===== RECORDS TO PROCESS =====

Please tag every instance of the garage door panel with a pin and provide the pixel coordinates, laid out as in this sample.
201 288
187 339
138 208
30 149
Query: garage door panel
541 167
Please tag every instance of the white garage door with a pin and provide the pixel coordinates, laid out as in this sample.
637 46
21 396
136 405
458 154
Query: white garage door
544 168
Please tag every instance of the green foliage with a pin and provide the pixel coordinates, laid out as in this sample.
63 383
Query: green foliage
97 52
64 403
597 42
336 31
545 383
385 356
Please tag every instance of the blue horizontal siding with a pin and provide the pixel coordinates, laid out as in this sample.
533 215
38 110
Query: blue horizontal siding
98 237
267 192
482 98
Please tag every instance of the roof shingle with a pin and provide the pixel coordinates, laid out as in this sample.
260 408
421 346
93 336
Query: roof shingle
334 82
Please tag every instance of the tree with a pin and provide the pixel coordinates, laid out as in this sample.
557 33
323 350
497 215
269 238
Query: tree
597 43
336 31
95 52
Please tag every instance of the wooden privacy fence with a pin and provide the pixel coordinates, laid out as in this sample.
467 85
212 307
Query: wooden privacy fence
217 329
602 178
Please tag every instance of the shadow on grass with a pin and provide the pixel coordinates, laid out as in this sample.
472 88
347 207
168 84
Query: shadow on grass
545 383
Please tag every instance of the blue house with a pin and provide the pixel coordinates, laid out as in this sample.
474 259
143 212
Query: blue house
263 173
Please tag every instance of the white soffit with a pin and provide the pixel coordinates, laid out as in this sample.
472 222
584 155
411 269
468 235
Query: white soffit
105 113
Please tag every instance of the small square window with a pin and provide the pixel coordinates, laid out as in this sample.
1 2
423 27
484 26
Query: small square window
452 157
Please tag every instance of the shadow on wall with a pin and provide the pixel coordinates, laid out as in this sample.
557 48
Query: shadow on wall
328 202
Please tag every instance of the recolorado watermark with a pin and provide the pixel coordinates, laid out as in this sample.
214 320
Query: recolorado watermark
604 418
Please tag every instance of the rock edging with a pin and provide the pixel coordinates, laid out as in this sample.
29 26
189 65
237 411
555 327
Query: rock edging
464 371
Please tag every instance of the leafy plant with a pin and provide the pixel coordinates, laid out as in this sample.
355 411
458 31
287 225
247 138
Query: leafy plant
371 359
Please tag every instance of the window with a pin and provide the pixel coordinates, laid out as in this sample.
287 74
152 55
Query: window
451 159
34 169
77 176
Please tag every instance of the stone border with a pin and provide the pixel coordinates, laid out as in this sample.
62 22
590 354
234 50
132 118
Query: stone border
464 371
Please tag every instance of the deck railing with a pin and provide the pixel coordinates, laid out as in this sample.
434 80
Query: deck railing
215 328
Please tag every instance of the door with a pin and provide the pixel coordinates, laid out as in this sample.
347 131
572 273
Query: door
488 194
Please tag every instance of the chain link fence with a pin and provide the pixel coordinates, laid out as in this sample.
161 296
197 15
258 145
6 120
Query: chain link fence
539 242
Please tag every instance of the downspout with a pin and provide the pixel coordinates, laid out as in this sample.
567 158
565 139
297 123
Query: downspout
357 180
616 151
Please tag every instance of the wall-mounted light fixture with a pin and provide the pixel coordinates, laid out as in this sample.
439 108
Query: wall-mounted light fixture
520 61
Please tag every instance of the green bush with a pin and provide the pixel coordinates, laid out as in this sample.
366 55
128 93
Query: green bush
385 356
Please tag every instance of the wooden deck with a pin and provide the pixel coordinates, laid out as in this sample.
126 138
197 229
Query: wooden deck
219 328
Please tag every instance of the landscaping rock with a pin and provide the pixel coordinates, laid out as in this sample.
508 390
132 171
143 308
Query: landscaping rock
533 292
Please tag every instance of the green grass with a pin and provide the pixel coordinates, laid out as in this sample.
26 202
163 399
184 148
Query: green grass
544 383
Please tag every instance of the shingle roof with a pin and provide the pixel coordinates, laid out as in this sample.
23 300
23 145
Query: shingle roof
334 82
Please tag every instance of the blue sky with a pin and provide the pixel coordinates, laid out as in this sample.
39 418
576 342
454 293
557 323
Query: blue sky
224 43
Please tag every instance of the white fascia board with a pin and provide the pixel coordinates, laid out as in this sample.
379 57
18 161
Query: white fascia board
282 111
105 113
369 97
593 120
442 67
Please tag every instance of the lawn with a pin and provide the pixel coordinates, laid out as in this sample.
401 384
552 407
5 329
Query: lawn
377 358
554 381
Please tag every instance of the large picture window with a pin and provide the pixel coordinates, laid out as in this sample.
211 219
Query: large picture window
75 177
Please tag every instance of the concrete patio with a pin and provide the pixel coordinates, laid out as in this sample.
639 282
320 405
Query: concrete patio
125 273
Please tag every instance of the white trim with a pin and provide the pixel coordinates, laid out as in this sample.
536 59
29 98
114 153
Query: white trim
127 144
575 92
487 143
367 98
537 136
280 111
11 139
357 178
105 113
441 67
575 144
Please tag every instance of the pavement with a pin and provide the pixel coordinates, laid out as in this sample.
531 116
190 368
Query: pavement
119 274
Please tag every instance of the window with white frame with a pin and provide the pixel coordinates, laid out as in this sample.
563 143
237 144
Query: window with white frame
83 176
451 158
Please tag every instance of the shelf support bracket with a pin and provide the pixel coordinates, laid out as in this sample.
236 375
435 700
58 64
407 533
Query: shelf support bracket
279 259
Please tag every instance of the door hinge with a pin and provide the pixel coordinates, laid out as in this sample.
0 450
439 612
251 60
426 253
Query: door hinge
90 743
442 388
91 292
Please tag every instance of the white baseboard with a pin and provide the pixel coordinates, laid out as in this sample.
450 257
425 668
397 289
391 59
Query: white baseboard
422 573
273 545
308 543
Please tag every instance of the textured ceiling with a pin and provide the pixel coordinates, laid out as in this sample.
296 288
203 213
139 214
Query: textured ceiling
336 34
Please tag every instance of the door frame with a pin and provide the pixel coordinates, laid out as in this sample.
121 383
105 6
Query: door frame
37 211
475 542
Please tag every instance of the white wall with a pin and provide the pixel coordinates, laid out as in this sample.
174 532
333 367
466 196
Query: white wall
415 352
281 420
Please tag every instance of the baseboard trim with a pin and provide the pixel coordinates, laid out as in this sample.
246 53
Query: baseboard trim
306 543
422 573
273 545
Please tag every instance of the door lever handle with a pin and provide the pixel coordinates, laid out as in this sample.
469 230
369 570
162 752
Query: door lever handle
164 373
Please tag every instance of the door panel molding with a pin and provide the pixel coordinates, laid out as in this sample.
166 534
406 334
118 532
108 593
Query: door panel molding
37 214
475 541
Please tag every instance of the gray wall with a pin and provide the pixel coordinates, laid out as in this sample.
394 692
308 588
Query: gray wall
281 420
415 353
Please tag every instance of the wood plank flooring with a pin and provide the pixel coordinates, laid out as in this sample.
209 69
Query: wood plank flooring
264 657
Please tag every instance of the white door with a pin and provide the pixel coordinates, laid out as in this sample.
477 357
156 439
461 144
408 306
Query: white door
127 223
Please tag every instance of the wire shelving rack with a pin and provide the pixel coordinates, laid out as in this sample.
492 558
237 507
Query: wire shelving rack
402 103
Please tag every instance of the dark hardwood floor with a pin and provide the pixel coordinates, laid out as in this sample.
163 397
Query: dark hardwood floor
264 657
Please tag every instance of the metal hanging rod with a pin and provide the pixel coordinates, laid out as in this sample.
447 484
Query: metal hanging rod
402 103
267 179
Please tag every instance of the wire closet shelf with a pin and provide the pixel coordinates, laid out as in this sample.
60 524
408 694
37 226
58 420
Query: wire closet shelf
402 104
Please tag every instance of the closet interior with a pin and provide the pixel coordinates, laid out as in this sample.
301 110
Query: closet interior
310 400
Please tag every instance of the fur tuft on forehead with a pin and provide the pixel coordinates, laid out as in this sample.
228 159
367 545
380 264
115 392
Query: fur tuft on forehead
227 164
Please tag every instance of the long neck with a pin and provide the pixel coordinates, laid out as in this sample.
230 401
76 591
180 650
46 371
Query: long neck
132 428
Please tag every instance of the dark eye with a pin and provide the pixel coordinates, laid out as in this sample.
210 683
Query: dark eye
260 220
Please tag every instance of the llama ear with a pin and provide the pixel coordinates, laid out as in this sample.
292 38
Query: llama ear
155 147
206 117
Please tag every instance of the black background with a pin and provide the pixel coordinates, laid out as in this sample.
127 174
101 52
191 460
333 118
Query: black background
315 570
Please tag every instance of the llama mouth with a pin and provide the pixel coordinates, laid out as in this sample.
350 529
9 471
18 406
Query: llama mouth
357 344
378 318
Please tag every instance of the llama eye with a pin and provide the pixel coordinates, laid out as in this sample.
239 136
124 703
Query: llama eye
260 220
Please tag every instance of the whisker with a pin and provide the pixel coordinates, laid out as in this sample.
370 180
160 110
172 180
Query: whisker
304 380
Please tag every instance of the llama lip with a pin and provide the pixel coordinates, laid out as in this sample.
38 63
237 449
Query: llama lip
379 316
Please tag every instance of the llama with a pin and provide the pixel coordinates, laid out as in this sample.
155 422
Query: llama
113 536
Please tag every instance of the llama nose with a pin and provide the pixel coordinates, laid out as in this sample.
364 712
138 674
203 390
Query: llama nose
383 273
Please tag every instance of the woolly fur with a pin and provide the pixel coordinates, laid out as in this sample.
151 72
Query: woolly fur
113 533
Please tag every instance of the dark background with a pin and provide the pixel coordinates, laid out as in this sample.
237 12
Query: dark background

=====

◆ EXERCISE TASK:
Output every line from the one containing "Please tag every instance of the black" through the last line of the items, both ends included, as a numbered list with blank lines omitted.

◆ TASK RESPONSE:
1. Please tag every instance of the black background with a pin and provide the pixel coordinates, laid out as in this sample.
2. 127 174
3. 101 52
4. 191 460
5. 333 118
6. Query: black background
7. 315 570
8. Please tag every instance of the llama mouth with a pin and provide the pixel coordinates, laid out as in this sample.
9. 350 529
10. 9 471
11. 18 406
12. Query: llama mouth
13. 357 344
14. 378 318
15. Please tag every instance of the llama eye with a pin and provide the pixel coordinates, laid out as in this sample.
16. 239 136
17. 124 703
18. Query: llama eye
19. 260 220
20. Please tag every instance of the whisker with a pin and provide the pixel coordinates, laid out as in this sample.
21. 370 180
22. 160 110
23. 172 180
24. Query: whisker
25. 304 380
26. Please tag every instance of the llama lip with a pin and provide the pixel coordinates, laid out as in this sample.
27. 38 63
28. 237 449
29. Query: llama lip
30. 379 316
31. Please tag every instance of the llama with a pin and provide the pixel coordinates, laid out as in this sample.
32. 155 422
33. Query: llama
34. 113 536
35. Please tag every instance of the llama nose with a pin and provide the pixel coordinates, laid out as in this sample.
36. 364 712
37. 138 674
38. 203 390
39. Query: llama nose
40. 383 273
41. Please tag every instance of the woolly fur with a pin and provide the pixel coordinates, laid out as in this sample.
42. 151 72
43. Query: woolly fur
44. 113 533
45. Please tag every instance of the dark background with a pin and provide the pixel coordinates, laid out as in this sample.
46. 237 12
47. Query: dark background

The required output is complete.